(SOURCE DOCUMENT begins)

Scottish Blackface Breeders Union
by Graham & Margaret Phillipson of Littledale Farm, Richland Center, WI
The Scottish Blackface Breeders Union was established in 2008 by a group of progressive breeders and is represented by the website: www.SBBU.org. The website has a comprehensive description of all aspects of the breed, provides educational information and lists members who are happy to answer any questions. SBBU also provides a registry for Scottish Blackface sheep in the United States with searchable pedigree features and maintains a Facebook group page.
Scottish Blackface sheep in North America are mostly the prodigy of the importation made from Scotland to Canada in the 1970’s.
Scottish Blackface are ideally suited to grass-based farming. The breed has been developed over centuries to utilize rough and coarse grazing ground and to produce grass fed market lambs of the highest gourmet quality. They are extremely hardy and thrifty and thrive in areas where other breeds struggle to survive. Breeders benefit from easy keeping, productive ewes that produce premium market lambs on grass and with a lamb crop of 150% or better.
Many breeders have found a niche market for their lambs, and sell to local restaurants and private buyers. The smaller Scottish Blackface lamb, at about 75-90 lbs live weight, is typically sold into the ethnic market – a market made up of immigrants who have settled in the USA from other countries where the lambs are traditionally processed at much lighter weights. The lambs are lean, tender and free of superfluous fat.
Flock size of Scottish Blackface in the USA range from a handful of ewes to over 100. Although several breeders breed their ewes to the Bluefaced Leicester to produce Mules, it is not prevalent, and consequently there are not many Mule sheep in North America.

(SOURCE DOCUMENT ends)

● WHAT TO DO
**A)** Decide whether each statement below agrees with the article on Scottish Blackface sheep. Answer yes or no for each, and quote the words from the article that settle it. (i) The Scottish Blackface Breeders Union was founded in 2008. (ii) Scottish Blackface lambs sold into the ethnic market typically weigh about 120 lbs live. (iii) Mule sheep are common in North America.
**B)** Rewrite the stretch of the article on Scottish Blackface sheep from "Scottish Blackface are" through "of superfluous fat.", switching "grass-based farming" to "pasture-based farming".
**C)** Resume the article on Scottish Blackface sheep after its final sentence, keeping to its style and subject.

(RECORDS begins)

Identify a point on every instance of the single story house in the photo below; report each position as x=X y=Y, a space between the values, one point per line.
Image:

(RECORDS ends)
(RECORDS begins)

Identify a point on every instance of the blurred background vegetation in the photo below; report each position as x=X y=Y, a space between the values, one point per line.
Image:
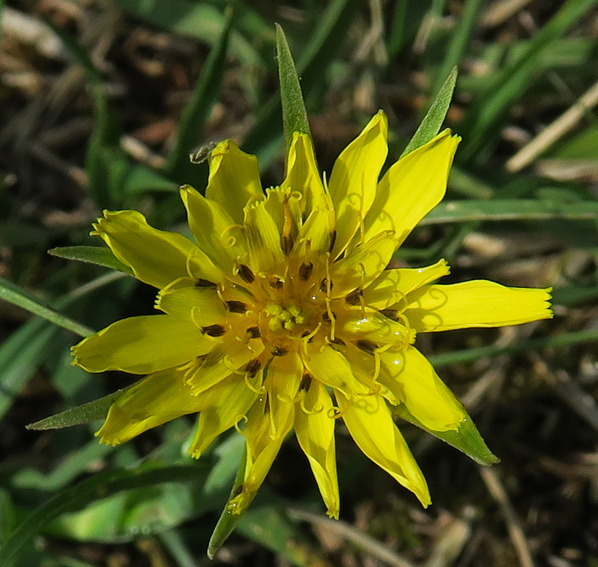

(RECORDS ends)

● WRITTEN ANSWERS
**A)**
(i) Yes: "The Scottish Blackface Breeders Union was established in 2008 by a group of progressive breeders"
(ii) No: "The smaller Scottish Blackface lamb, at about 75-90 lbs live weight, is typically sold into the ethnic market"
(iii) No: "there are not many Mule sheep in North America"

**B)**
Scottish Blackface are ideally suited to pasture-based farming. The breed has been developed over centuries to utilize rough and coarse grazing ground and to produce grass fed market lambs of the highest gourmet quality. They are extremely hardy and thrifty and thrive in areas where other breeds struggle to survive. Breeders benefit from easy keeping, productive ewes that produce premium market lambs on grass and with a lamb crop of 150% or better.
Many breeders have found a niche market for their lambs, and sell to local restaurants and private buyers. The smaller Scottish Blackface lamb, at about 75-90 lbs live weight, is typically sold into the ethnic market – a market made up of immigrants who have settled in the USA from other countries where the lambs are traditionally processed at much lighter weights. The lambs are lean, tender and free of superfluous fat.

**C)**
Numerous Scottish Blackface breeders use herding dogs to handle their sheep and there is a growing trend for several dog trial/handlers to acquire Scottish Blackface sheep for use in training in order to challenge their dogs.
Scottish Blackface semen was first imported into the USA from Scotland in 2005/2006 and more imports have been made in the last two years. These new genetics are greatly enriching the breed here in the USA.
Scottish Blackface sheep are a notable feature of at least two US golf courses. Flocks of Scottish Blackface sheep roam the Whistling Straits Golf Course in Kohler, Wisconsin, and the Hermitage Golf Course, Old Hickory, Tennessee.
New interest for the breed has recently developed with the introduction of the Valais Blacknose up breeding project. Valais Blacknose were first imported into the UK from Switzerland in 2014/15 with their semen being imported into North America in 2016. The closest and most commonly used recipient is the Scottish Blackface ewe, as her characteristics are most similar. The up breeding project requires 5 year inseminations to achieve as near possible Valais Blacknose.